**TASK TO COMPLETE**: Reprint all the entries below line for line, but leave out the pictures.
* start SUPPLIED RECORDS *
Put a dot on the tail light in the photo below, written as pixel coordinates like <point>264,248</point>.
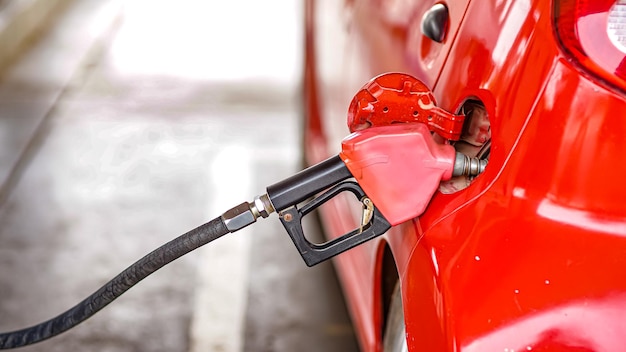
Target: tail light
<point>593,33</point>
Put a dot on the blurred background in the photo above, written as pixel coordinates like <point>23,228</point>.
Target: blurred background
<point>123,124</point>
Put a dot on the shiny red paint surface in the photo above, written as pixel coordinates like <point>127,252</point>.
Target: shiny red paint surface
<point>531,255</point>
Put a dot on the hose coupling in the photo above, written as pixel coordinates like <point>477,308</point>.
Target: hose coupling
<point>468,166</point>
<point>246,213</point>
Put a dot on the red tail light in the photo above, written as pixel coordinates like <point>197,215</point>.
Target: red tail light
<point>593,32</point>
* end SUPPLIED RECORDS *
**FULL RESPONSE**:
Put a dot on the tail light in the photo below, written as pixel coordinates like <point>264,248</point>.
Target: tail light
<point>593,33</point>
Put a dot on the blurred background in the photo above, written as pixel coordinates like <point>23,228</point>.
Target: blurred background
<point>123,124</point>
Put a dot on the shiny red paint surface in the photo above, written as pixel coordinates like <point>127,252</point>.
Target: shiny red paint surface
<point>531,255</point>
Put a dot on the hose coupling in the photo above, written as pixel coordinates like <point>477,308</point>.
Target: hose coupling
<point>468,166</point>
<point>246,213</point>
Put a dot on the red tail light in the photo above, written as pixel coordinates like <point>197,215</point>.
Target: red tail light
<point>593,32</point>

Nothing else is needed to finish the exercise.